──────── Data extract ────────

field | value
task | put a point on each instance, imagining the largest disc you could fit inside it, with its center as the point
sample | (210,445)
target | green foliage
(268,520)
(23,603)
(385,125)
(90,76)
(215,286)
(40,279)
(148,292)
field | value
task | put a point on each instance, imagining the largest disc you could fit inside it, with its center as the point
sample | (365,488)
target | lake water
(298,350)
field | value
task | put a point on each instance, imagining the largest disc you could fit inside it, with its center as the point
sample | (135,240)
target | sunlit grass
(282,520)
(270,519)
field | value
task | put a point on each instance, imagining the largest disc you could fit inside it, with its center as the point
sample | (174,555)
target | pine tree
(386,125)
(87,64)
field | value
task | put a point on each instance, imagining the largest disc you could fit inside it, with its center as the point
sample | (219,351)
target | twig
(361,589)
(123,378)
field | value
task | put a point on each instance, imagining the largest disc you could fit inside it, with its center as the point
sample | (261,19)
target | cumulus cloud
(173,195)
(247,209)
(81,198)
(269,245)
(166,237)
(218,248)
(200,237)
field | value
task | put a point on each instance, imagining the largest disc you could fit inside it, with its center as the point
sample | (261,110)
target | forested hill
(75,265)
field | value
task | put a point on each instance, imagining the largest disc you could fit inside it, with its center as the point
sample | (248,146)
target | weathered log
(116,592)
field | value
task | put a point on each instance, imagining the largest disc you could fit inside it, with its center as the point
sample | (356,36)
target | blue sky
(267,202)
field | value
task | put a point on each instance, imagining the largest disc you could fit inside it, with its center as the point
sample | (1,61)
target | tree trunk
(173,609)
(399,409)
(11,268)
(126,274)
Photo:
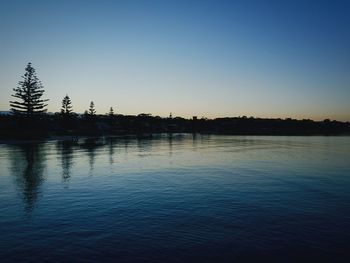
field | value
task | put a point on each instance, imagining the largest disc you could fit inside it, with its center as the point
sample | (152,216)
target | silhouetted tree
(111,112)
(29,93)
(92,110)
(66,106)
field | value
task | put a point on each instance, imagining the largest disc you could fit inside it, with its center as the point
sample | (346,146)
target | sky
(275,59)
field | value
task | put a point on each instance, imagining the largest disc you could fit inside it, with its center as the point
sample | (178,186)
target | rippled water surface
(176,198)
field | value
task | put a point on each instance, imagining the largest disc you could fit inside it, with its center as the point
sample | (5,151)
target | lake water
(176,198)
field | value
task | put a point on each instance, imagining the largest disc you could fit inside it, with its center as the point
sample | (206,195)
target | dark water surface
(176,198)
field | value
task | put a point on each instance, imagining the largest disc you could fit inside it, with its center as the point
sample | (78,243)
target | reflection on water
(65,149)
(27,167)
(176,198)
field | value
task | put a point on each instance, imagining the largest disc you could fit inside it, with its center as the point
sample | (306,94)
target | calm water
(178,198)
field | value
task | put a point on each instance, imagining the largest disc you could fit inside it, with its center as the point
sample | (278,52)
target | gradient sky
(205,58)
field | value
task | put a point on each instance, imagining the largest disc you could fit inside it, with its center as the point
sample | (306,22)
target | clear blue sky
(205,58)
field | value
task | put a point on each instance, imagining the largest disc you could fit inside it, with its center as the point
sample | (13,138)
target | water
(176,198)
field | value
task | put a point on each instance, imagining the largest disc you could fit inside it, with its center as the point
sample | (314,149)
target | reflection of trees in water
(111,141)
(27,166)
(66,150)
(170,138)
(90,145)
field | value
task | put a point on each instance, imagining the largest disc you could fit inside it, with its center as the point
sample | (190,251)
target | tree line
(29,119)
(29,101)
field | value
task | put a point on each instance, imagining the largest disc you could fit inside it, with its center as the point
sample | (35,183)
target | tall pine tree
(29,93)
(66,106)
(92,110)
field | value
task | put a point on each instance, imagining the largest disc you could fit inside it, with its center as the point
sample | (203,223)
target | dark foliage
(67,108)
(29,93)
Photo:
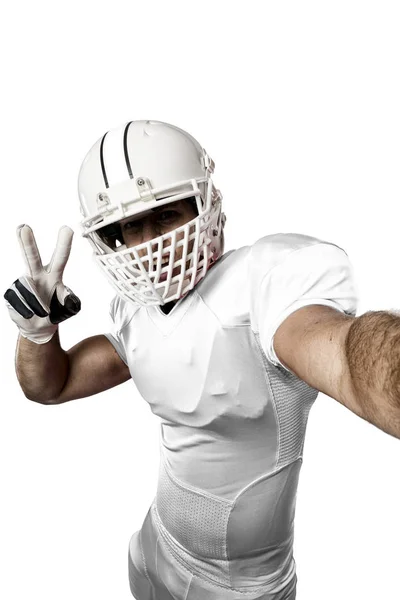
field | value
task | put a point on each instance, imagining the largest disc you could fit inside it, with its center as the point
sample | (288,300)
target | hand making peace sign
(39,300)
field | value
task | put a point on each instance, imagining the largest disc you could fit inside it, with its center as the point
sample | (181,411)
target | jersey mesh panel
(196,520)
(293,400)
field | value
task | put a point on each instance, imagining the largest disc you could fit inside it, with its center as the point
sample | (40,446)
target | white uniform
(233,421)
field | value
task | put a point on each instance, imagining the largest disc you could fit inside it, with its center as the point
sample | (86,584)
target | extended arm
(354,360)
(372,349)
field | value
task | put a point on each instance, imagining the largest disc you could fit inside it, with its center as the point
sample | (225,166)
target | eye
(132,225)
(167,215)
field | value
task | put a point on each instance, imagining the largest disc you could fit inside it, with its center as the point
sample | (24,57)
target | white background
(298,104)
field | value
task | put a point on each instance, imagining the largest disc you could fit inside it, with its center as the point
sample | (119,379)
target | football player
(229,349)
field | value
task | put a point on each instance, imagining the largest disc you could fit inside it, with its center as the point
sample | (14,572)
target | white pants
(157,573)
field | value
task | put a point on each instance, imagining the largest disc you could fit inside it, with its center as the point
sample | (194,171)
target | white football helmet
(131,170)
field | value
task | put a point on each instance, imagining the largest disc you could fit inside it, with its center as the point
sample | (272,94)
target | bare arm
(50,375)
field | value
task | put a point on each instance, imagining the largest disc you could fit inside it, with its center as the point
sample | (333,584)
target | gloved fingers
(29,249)
(61,252)
(22,296)
(63,304)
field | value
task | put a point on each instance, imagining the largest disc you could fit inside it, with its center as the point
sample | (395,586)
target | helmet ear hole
(111,235)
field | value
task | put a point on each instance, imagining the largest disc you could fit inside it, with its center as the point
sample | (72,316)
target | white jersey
(233,418)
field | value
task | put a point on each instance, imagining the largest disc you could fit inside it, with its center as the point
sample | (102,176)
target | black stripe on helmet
(102,161)
(128,164)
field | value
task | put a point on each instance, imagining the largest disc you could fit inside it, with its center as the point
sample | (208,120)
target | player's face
(136,230)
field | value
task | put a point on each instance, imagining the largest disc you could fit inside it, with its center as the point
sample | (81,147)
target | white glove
(38,301)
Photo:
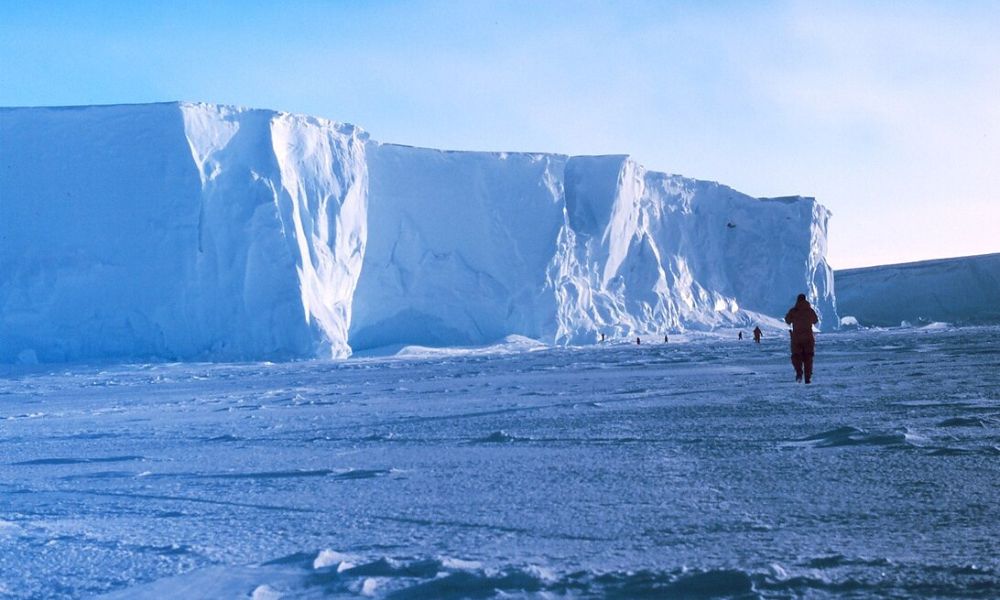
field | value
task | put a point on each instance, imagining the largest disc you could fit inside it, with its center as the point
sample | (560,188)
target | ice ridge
(195,231)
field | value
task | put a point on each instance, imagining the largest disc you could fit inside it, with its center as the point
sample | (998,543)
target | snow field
(692,468)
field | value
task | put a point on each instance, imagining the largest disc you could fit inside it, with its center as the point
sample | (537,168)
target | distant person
(802,317)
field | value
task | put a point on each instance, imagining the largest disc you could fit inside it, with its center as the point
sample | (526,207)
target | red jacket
(801,317)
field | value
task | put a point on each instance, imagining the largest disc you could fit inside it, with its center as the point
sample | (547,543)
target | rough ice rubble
(194,231)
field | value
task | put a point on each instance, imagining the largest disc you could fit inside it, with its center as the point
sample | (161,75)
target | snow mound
(187,231)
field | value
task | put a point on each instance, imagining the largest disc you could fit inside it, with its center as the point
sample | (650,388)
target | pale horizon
(888,118)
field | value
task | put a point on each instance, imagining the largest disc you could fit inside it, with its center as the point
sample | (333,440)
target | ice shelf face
(963,290)
(192,231)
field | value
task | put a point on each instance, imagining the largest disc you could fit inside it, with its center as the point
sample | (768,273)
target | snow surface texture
(194,231)
(956,290)
(694,469)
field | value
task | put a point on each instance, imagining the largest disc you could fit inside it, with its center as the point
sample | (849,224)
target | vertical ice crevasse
(324,178)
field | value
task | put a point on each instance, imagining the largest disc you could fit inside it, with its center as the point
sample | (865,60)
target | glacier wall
(194,231)
(963,290)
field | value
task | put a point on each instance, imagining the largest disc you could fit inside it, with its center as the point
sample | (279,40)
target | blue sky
(887,112)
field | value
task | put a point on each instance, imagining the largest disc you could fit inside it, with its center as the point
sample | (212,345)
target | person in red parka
(802,317)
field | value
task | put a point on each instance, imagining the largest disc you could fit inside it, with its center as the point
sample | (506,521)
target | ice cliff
(194,231)
(954,290)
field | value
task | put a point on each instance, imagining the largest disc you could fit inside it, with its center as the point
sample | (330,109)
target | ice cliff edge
(194,231)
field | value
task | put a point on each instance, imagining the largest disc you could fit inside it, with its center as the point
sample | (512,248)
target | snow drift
(955,290)
(194,231)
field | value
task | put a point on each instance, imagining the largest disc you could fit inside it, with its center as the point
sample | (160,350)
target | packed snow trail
(691,468)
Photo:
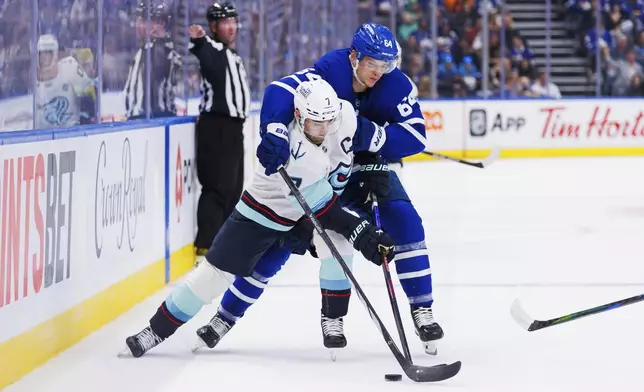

────────

• **Set exercise**
Filter the lines above, keeping each one that contains the word "cliff".

• **Result for this task**
target | ice cliff
target | ice cliff edge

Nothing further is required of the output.